[Exercise]
Output each entry verbatim and exclude every picture from it.

BEGIN Material provided

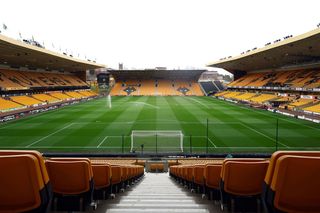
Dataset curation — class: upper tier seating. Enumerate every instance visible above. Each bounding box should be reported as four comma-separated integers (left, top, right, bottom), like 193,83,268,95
0,69,87,90
229,69,320,89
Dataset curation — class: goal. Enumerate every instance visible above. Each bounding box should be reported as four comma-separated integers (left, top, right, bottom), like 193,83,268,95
130,130,184,153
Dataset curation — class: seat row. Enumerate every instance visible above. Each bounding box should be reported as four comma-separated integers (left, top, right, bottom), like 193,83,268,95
0,150,144,212
169,151,320,213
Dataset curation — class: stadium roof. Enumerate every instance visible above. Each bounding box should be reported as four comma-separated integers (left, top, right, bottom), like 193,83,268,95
207,28,320,73
110,69,206,81
0,34,106,72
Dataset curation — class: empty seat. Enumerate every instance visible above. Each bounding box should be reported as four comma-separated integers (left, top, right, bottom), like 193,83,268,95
92,163,112,200
205,164,222,200
263,151,320,212
111,165,122,194
0,150,52,209
269,156,320,212
0,154,49,212
222,161,269,196
193,164,205,193
220,159,269,212
45,159,94,211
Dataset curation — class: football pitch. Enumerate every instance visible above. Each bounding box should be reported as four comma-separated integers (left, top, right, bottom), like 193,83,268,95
0,96,319,154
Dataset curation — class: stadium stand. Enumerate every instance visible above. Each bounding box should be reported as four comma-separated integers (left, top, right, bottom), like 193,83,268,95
303,102,320,113
49,92,72,100
109,70,205,96
10,95,44,106
0,69,88,90
190,81,204,96
139,80,156,96
32,93,60,103
199,81,219,95
110,79,204,96
0,97,24,111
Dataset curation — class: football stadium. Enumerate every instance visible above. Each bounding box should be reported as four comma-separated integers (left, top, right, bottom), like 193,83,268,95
1,1,320,212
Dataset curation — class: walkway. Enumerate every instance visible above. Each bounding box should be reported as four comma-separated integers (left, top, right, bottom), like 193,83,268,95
93,172,219,213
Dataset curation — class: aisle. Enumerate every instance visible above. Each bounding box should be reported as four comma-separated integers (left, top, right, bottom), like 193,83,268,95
94,172,218,213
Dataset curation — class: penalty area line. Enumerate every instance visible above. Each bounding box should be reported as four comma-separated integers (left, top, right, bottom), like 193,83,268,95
25,123,74,148
207,137,217,148
97,136,109,148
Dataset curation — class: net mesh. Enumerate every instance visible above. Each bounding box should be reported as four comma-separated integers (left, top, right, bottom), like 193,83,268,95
131,130,183,153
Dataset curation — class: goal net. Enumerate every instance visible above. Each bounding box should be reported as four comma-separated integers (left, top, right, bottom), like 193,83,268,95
131,130,183,153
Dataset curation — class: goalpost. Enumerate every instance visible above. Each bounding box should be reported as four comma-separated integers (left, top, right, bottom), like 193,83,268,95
131,130,184,153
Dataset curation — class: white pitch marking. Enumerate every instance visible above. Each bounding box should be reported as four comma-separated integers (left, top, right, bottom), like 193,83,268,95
131,102,160,109
239,122,289,148
97,136,109,148
188,97,210,109
207,137,217,148
26,123,74,147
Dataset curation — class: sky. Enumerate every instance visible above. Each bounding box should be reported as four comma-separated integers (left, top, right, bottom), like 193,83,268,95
0,0,320,75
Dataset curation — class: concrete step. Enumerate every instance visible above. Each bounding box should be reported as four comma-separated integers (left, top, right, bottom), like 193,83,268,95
89,173,220,213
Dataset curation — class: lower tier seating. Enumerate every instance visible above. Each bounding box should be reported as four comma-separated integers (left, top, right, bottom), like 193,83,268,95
170,151,320,212
0,151,145,212
0,90,98,113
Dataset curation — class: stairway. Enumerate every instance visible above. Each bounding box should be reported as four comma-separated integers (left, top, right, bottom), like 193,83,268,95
93,173,219,213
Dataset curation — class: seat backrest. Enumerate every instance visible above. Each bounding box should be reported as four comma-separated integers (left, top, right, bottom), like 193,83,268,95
111,165,122,184
45,160,91,194
0,154,45,213
271,156,320,213
182,166,188,180
186,165,194,182
220,158,266,178
222,161,269,196
0,150,50,185
92,164,112,190
121,166,128,181
193,164,205,185
49,157,93,178
205,164,222,189
264,151,320,186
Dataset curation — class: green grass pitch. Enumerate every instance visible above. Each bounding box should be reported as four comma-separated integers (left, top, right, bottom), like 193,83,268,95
0,96,319,154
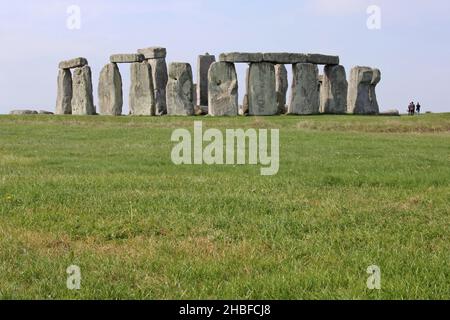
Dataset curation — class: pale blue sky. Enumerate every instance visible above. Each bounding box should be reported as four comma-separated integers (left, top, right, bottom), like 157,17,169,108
0,0,449,114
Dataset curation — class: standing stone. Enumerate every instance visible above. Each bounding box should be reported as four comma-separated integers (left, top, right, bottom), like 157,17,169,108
241,67,250,116
71,66,95,115
248,62,277,116
208,62,238,116
275,64,288,114
288,63,320,115
166,63,194,116
193,84,198,106
147,58,168,115
98,63,123,116
197,53,216,107
56,69,72,115
129,61,155,116
320,65,348,114
138,47,168,115
347,66,381,115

END Material provided

[The answer]
Dataset curation — class: upper tier seating. Enumerate every instance visible above. Each bounding box should be reported as four comma-separated integers (left, top, right, bottom), like 193,83,268,95
0,69,87,90
229,69,320,89
Dataset curation — class: goal. Enumerate every instance visible above. Each bounding box should be reported as four comma-separated integers (left, top, right, bottom), like 193,83,268,95
130,130,184,153
Dataset curation — class: seat row. Enumerate every instance visible above. Each bounding box should be reported as four comma-separated integers (left, top, right, bottom), like 193,83,268,95
0,150,144,212
169,151,320,213
Dataset curation — class: stadium roof. Enumerate every instance visible above. Each bounding box should be reported as four comma-separated integers (left, top, right, bottom), like 193,83,268,95
207,28,320,73
110,69,206,81
0,34,106,72
Dataset curation — class: empty seat. Enumerate every instance visible above. Each bounding box should be reported as four comma-separated integers (left, top, right, bottom), like 193,83,268,95
92,163,112,200
205,164,222,200
263,151,320,212
111,165,122,194
0,150,52,209
269,156,320,212
0,154,49,212
222,161,269,196
193,164,205,193
220,159,269,212
45,159,94,211
Dataset curation — class: football pitch. Enumerate every instance visible above. Each bounding box should be reported as four comma-separated integers (left, top, right, bottom), like 193,83,268,95
0,96,319,154
Dataset curation — class: stadium stand. Enumerate every instance visible above. Each bounding box should be reported as four comma-separated integers (left, top, right, bottom), like 193,83,268,95
303,102,320,113
49,92,72,100
109,70,205,96
10,95,44,106
0,69,88,90
190,81,204,96
139,80,156,96
32,93,60,103
199,81,219,95
110,79,204,96
0,97,24,111
Dataset curation — class: football stadium. Enumerate every instance visible above. Each bounding box should be reported as four comma-separated integers (left, top, right, bottom), like 193,83,268,95
1,1,320,212
Dataset curation — class: walkway. Enumerate every instance visible above. Each bounding box should be reported as four comma-separated integers (left, top, right, bottom), like 193,83,268,95
93,172,219,213
Dataset curation — class: aisle. Enumerate every instance visible above. Each bounding box should be reported as four comma-separated integers (left, top, right, bottom), like 193,83,268,95
94,172,218,213
Dataset curation — class: penalty area line. Enumerate every instance visible above. Each bounding box should be reported as four comma-separated integers (left, top, right, bottom), like 193,83,268,95
25,123,74,148
207,137,217,148
97,136,109,148
Dataset curation — class: net mesh. Enumerate every instance visible above. Each bounding box should be reported as four comma-separated integers (left, top, right, bottom), like 193,83,268,95
131,130,183,153
Dataset curation — class: goal net. Enumerate every instance visible above. Each bounding box should be reported as four comma-separated integers (left, top, right, bottom), like 193,83,268,95
131,130,183,153
Dataset curation — class: goalpost. Enumerate every instance visible above. Each bounding box should be reported as four comma-separated integers (left, top, right, bottom), like 193,83,268,95
131,130,184,153
Dataset curation — class: white pitch marking. Enumerate every instance visible above. Each bounding box should be reported as four comma-separated integers (left, top, right, bottom), like 193,83,268,95
131,102,160,109
239,122,289,148
97,136,109,148
188,97,210,109
207,137,217,148
26,123,74,147
Dataset curation — class: sky. Enumerate every instance visible above. Each bounding box should be reported as four comma-separated integers (left, top, right, bottom), like 193,83,268,95
0,0,320,75
Dataset curation — class: concrete step. Enumerate every instance visible above. Each bounding box should be reported as four comma-separated integers (left, top, right, bottom), like 193,83,268,95
89,173,220,213
Dataset curation — class: lower tier seating. Enumerate every instance visible above. Each bounding box should be reported as four comma-separated integers (left, top, right, bottom), like 193,83,268,95
170,151,320,212
0,151,145,212
0,90,98,113
Dataset curation — class: stairway. Enumerate every instance visible above. Each bounding box should be reported as four comma-separated integers (left, top, right, bottom), like 193,83,268,95
93,173,219,213
Dataset curation — class: seat backrest. Enumerate every instance visible above. Each bounding box should be reported as four comma-separated integers (left, top, right, bottom), like 193,83,268,95
111,165,122,184
45,160,91,194
0,154,45,213
271,156,320,213
182,166,188,180
186,165,194,182
220,158,266,178
222,161,269,196
0,150,50,185
92,164,112,190
121,166,128,181
193,164,205,185
49,157,93,178
205,164,222,189
264,151,320,186
Dataset curation — class: green grass pitch. Enumerate every instance visible above. Each bounding box should be reported as four comma-separated integers (left, top, right, bottom), like 193,83,268,95
0,96,319,154
Dataset curation — class: pale blue sky. Enumerate every instance visible above. Each bounding box should be reported as four comma-separated integers (left, top, right, bottom), like 157,17,169,108
0,0,449,114
Dataset curation — class: standing stone. Enumerate every instance visible above. Each bounding box should be reported as four comma-separated integers (left, top, right, bottom), like 157,17,169,108
241,67,250,116
71,66,95,115
248,62,277,116
208,62,238,116
275,64,288,114
288,63,320,115
166,63,194,116
193,84,198,106
147,58,168,115
98,63,123,116
197,53,216,107
56,69,72,115
129,61,155,116
320,65,348,114
138,47,168,115
347,66,381,115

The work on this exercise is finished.